Document excerpt
A coroner's decision to record chronic fatigue syndrome as a cause of death has been hailed
as groundbreaking by campaigners.
It is the first time the illness has been given as an official cause of death in the UK.
Brighton and Hove coroner Veronica Hamilton-Deeley recorded Sophia Mirza's death as caused by "acute renal failures as a result of chronic fatigue syndrome".
Sufferers of chronic fatigue syndrome (CFS) , commonly known as ME - myalgic encephalomyelitis - complain doctors fail to take the illness seriously.
Campaign groups such as Invest in ME and the ME Association say that the coroner's verdict proves the illness is a neurological condition.
Art graduate Sophia, 32, suffered with CFS for six years before she died in November last year.
The condition affects the immune and central nervous system and is characterised by debilitating chronic fatigue.
Her illness meant she became extremely sensitive to light and noise and could only lie in a darkened room in her high-rise flat in the city.
Her mother, Criona Wilson, 63, of Brighton, said: "She lived in solitary confinement for five years.
"The windows in her flat were completely blacked out. She could only lie on her right side day and night and she couldn't stand any sort of noise."
She said a psychiatrist took such a text-book approach to her daughter's illness that he sectioned her in a mental hospital for two weeks.
Mrs Wilson said: "It's treated in this country as a mental illness. Sophie was as sharp as a razor blade and yet they sectioned her."

Required work
Continue the news story about the coroner's ruling on chronic fatigue syndrome, starting right after its last sentence.

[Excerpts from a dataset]
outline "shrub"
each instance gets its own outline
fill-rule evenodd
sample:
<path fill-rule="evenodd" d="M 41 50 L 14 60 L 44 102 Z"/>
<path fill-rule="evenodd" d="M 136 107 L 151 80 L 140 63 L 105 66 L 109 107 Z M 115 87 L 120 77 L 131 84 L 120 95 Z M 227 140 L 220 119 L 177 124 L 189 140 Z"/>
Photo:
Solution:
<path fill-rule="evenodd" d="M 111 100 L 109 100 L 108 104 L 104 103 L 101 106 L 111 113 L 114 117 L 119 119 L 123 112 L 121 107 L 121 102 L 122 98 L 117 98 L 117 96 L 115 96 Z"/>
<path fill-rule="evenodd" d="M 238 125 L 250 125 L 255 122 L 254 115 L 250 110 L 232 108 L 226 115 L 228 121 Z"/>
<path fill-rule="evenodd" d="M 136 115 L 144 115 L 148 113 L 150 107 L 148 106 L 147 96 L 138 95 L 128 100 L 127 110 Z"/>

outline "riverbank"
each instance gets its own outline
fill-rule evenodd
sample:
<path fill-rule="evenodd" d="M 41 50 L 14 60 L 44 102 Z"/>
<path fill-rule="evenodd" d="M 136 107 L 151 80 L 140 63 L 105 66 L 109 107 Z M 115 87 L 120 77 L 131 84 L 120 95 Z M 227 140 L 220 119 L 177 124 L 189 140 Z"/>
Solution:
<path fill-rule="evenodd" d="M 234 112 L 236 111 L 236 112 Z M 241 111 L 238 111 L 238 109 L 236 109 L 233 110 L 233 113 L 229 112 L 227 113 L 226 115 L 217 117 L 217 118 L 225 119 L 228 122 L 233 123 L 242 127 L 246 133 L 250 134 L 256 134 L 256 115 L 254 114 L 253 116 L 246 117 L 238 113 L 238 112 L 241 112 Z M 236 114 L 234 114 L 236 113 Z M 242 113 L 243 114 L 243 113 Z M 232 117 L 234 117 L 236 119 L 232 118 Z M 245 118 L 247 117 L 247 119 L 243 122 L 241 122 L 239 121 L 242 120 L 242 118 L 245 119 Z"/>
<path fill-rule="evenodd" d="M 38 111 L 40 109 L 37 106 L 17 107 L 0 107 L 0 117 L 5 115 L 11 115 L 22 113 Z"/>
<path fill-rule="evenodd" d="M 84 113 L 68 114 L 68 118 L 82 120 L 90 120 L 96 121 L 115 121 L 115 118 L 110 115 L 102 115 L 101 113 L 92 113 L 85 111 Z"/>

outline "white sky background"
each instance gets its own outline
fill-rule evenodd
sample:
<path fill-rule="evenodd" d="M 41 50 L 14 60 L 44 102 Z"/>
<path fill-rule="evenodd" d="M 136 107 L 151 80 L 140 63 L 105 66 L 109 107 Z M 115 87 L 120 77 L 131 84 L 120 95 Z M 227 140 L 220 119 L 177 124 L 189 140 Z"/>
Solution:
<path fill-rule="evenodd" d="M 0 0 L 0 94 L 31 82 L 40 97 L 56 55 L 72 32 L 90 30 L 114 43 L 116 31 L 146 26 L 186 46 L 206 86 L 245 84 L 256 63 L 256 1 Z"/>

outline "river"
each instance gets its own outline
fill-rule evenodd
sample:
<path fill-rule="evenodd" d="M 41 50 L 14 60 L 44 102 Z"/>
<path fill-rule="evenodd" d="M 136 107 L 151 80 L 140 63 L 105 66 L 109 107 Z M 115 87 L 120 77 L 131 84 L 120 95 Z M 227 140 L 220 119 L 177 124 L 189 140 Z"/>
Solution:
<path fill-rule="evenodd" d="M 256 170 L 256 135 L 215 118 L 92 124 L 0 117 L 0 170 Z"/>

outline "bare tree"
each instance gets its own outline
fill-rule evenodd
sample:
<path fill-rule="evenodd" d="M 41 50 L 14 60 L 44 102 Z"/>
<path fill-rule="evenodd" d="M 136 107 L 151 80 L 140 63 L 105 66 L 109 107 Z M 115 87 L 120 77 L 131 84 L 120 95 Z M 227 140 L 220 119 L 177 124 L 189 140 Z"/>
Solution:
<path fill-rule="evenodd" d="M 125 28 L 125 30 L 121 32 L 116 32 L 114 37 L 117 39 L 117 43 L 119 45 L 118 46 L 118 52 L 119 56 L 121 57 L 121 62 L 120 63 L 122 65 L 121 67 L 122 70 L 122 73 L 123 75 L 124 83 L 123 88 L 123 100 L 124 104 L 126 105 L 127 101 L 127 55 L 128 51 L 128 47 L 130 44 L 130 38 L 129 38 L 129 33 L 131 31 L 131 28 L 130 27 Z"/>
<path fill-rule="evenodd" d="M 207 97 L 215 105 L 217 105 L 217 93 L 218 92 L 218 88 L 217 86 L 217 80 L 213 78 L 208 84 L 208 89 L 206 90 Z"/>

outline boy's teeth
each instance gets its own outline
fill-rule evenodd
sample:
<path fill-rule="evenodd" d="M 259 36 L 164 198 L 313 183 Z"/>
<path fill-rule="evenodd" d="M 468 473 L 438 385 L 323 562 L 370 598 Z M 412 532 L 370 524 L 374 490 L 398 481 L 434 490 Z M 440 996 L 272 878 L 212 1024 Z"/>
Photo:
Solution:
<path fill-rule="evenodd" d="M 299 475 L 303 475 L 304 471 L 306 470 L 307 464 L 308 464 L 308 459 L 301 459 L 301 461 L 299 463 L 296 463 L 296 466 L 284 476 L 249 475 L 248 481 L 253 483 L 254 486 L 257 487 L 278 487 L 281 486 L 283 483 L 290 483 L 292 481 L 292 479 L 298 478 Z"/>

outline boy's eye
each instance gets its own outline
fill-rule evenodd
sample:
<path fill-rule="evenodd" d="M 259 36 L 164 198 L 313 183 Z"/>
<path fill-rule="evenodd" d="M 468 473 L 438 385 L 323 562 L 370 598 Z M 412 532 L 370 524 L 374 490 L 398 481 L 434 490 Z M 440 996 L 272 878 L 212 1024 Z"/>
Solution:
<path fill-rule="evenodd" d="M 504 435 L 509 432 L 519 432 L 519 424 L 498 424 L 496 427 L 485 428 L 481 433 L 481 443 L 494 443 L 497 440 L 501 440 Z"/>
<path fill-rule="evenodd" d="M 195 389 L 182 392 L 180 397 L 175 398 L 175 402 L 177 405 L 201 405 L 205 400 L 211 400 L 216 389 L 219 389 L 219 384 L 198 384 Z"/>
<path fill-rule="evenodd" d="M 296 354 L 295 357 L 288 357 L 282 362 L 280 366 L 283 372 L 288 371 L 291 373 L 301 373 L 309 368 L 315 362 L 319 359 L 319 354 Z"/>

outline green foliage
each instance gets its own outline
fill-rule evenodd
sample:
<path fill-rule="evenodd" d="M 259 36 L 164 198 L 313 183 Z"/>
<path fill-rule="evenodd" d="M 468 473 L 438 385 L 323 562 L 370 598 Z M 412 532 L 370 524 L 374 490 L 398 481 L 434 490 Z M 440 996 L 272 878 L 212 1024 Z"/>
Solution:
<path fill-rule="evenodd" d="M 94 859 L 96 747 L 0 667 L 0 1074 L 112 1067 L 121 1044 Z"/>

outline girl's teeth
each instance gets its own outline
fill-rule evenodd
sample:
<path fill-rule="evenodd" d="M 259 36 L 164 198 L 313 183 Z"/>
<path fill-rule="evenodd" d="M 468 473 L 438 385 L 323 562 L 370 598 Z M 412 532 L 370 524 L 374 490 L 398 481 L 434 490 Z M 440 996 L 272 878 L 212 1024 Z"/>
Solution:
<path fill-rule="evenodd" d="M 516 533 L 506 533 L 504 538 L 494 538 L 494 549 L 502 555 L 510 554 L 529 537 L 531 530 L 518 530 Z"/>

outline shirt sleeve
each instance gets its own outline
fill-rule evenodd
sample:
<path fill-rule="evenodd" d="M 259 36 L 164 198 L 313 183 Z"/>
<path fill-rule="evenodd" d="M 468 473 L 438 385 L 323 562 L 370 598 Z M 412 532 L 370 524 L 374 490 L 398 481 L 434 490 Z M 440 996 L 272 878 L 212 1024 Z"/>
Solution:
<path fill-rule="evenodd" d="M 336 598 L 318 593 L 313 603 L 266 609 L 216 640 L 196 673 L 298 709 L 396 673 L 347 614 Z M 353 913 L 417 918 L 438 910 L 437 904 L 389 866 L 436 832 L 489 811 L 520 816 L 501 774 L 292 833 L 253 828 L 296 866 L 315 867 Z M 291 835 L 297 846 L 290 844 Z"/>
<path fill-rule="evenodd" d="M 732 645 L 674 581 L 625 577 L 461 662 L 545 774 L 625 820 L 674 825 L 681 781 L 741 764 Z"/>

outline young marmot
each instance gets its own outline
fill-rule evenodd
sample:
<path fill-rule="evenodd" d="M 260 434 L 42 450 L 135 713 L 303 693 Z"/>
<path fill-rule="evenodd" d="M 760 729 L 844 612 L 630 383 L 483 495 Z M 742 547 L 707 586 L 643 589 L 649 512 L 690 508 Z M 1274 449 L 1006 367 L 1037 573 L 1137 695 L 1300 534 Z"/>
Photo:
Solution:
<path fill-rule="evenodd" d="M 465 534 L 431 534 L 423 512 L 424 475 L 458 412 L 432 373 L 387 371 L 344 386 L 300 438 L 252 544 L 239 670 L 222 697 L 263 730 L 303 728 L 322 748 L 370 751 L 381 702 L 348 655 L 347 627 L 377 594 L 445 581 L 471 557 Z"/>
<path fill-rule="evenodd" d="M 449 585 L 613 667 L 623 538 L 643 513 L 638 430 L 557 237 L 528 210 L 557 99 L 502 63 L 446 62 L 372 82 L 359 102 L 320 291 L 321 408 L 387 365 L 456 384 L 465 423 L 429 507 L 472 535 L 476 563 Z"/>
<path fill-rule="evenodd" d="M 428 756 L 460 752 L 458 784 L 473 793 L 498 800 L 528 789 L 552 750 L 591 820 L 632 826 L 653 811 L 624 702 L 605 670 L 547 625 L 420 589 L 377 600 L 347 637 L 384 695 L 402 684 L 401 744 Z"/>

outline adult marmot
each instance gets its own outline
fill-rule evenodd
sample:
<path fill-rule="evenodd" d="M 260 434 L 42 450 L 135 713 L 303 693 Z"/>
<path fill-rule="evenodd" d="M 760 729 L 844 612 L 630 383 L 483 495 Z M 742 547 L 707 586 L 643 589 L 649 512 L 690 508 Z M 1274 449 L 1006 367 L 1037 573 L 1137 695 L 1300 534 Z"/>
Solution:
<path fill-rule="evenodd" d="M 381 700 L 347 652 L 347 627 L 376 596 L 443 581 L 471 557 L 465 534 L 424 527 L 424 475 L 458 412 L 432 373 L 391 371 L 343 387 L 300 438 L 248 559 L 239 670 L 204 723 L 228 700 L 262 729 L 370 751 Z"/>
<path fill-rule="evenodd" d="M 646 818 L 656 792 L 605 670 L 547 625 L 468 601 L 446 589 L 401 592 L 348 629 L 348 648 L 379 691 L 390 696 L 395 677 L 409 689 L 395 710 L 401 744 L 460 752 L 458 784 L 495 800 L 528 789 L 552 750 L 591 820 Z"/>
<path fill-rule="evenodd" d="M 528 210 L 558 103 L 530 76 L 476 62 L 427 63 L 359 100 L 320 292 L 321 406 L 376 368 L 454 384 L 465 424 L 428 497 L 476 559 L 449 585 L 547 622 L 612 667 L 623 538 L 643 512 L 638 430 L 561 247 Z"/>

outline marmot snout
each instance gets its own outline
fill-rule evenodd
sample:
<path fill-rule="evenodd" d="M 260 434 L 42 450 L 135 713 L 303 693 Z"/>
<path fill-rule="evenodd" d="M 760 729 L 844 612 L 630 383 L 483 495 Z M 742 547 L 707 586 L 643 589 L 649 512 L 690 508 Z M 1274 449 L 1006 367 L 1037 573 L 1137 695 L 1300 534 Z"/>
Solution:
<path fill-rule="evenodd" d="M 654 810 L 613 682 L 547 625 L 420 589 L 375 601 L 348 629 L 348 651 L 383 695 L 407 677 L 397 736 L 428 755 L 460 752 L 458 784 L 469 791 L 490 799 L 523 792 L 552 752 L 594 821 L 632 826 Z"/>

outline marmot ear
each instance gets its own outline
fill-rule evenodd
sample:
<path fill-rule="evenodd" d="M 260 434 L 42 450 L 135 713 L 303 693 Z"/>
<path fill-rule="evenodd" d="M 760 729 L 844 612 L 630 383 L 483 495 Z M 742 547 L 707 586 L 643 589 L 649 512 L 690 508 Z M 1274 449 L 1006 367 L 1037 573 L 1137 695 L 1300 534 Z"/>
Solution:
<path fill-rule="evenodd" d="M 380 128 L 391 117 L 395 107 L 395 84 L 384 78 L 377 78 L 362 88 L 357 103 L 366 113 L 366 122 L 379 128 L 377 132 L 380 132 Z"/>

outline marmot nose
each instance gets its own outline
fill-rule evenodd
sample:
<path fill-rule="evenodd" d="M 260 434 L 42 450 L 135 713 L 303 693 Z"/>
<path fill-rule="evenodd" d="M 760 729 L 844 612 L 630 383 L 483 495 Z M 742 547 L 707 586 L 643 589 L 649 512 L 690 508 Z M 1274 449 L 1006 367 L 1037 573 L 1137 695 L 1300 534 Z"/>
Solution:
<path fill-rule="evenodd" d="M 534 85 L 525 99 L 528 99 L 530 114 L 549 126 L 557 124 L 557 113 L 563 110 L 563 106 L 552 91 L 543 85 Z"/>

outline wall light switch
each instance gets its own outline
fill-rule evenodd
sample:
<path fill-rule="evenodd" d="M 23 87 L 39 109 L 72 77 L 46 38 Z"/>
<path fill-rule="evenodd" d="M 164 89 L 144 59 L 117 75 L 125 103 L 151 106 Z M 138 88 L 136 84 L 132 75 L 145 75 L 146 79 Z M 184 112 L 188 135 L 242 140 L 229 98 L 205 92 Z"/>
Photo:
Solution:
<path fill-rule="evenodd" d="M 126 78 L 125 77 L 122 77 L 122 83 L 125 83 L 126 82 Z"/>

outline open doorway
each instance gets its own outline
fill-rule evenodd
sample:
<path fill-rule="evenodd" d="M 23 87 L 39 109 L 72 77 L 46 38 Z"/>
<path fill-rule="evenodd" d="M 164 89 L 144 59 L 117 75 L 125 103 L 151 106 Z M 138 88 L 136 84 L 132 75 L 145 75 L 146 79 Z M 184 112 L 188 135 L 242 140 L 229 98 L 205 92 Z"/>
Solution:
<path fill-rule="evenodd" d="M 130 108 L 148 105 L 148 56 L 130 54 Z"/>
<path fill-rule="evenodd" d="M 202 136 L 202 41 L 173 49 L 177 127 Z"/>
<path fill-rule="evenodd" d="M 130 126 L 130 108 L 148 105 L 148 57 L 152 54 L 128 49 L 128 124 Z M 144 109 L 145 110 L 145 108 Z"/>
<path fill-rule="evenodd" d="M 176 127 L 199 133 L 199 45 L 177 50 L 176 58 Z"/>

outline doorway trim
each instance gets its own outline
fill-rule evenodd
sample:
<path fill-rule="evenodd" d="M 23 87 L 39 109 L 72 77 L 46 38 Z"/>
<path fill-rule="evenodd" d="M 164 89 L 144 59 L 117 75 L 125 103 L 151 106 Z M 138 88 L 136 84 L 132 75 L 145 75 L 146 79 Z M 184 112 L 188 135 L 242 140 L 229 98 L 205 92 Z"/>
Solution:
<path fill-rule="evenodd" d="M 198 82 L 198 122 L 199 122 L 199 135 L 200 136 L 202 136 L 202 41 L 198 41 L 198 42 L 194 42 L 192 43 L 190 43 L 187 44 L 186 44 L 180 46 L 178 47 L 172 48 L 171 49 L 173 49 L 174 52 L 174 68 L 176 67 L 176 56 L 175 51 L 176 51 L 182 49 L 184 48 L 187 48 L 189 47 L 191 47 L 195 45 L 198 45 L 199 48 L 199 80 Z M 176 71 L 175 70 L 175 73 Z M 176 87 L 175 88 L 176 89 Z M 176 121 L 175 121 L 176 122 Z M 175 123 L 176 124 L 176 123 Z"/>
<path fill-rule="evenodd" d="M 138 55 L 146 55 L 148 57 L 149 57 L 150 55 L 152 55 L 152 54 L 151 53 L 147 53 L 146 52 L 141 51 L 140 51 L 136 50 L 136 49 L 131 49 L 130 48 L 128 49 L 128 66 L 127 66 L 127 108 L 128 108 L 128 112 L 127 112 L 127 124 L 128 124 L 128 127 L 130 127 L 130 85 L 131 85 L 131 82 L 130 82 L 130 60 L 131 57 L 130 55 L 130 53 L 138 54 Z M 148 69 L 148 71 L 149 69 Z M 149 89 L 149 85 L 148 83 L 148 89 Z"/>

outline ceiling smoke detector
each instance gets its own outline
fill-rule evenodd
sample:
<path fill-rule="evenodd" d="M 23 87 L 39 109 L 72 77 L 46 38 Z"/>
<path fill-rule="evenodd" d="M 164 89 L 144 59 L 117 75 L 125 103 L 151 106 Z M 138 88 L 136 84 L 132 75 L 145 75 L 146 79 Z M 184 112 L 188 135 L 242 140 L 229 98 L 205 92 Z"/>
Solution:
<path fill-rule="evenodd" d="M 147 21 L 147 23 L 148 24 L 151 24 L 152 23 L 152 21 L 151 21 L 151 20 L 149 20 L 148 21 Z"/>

Expected answer
Evidence given by doctors to the coroner showed Sophia's spinal cord was inflamed, with 75 per cent of the sensory cells showing significant abnormalities, indicating a physical manifestation of CFS.
Dr Charles Shepherd, medical advisor to the ME Association, said: "The neuro-pathologist examined the spinal cord and found inflammation of the nervous system. You can't put that down to psychosis. It's a very important finding. Her symptoms were put down to being all in the mind. That's a very disturbing aspect of this case."
In the Eighties, ME was known derisively as "yuppie flu" for its tendency to be diagnosed in young professionals.
Dr Shepherd said: "It's an illness that's got to be taken seriously and not dismissed as a trivial tired all the time' syndrome."
Sue Waddle, chair of Invest in ME, said the verdict on Sophia could have a positive outcome by encouraging the Government to fund research.
She said: "There isn't any funding for research. Consequently there are many people confined to miserable lives because there is no medical treatment."
Mrs Wilson said: "I would like to think other families won't have to suffer as we have. I would like to think this will make a difference."